• Reading text
Ventilation Assessment Services


Ventilation is inherently linked to personal breathing zone concentrations of contaminants.  These engineering controls are quite costly to deploy, so in nearly all cases, the presence of such equipment suggests the potential for high exposures.  Unfortunately, often maintenance of such equipment is neglected, either through lack of time or expertise.

A typical ventilation system is composed of five components (moving from the employee backwards):

Hood – This is the device that delivers the pressure differential to the employee, and is often shaped/oriented to provide the best protections.  For a large dip tank, this would be a slotted hood, capable of providing a uniform airflow a desired distance from the hood, whereas in a laboratory setting, the hood would include a sash for splash protection and monitored inflows to ensure that created airborne contaminants cannot escape the enclosed hood.  Issues that could compromise hood designs include:

  1. Improper Selection – A canopy is a poor choice for a high particulate generating grinding operation.  Similarly, a normal hood may be deployed in an application that would be better suited for a slotted hood.  Often systems are re-purposed from one work activity to another, without consideration of their ultimate effectiveness.
  2. Damage Hoods – Systems often incur damage through normal industrial activities over time.  If these are not repaired, then system effectiveness can suffer.  Missing slats can greatly increase the open area of hoods.  The removal of a supply system on a pickling tank could have pronounced effects, depending on its contents/size.
  3. Employee Modifications – The ability to adjust a ventilation system can often be a curse, as employees often will close dampers/gates, aim supply systems away from their station, or de-activate the system altogether due to discomfort (temperature, noise, etc.) or effects on production (welding quality, loss of chemical in a dip tank).

Ductwork – This is the means of transporting exhaust from the generation point to the employee.  Most often this is of circular/steel construction, but depending on applications it can be oval/rectangular and constructed of plastic or other materials.  Common issues observed with duct work include:

  1. Improper Sizing – Ventilation branches are often changed over time to meet production modifications.  When such changes occur, the balance of the entire system can be compromised.
  2. Open Ducts – Equipment can be taken out of service, and the associated duct work remains, and often not blanked.  This can impact flow rates throughout the system.
  3. Damage – Round duct that has been collapsed or dented reduces the available flows.  Holes and rust can rob airflow before it can reach the hood.
  4. Settling – With improper transport velocities, particulate can settle out on interior surfaces of the duct, reducing the cross-sectional area and potentially the flow.

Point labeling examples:
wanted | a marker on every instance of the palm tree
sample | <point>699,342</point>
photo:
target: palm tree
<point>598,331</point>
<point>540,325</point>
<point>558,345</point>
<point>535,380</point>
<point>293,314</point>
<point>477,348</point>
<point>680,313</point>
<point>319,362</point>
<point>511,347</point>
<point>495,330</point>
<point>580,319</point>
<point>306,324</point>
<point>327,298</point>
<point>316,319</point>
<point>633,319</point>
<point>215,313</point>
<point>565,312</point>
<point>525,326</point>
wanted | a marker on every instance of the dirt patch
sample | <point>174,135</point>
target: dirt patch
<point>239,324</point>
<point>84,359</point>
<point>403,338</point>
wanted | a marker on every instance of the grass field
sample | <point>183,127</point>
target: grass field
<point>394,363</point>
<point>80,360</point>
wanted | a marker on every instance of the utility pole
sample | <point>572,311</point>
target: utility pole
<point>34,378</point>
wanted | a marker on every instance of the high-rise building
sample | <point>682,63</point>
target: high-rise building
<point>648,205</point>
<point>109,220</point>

• Directive
Reproduce word for word the part of the ventilation text that starts at "2. Open Ducts" and ends after "throughout the system.".

• Reply to the task
2. Open Ducts – Equipment can be taken out of service, and the associated duct work remains, and often not blanked.  This can impact flow rates throughout the system.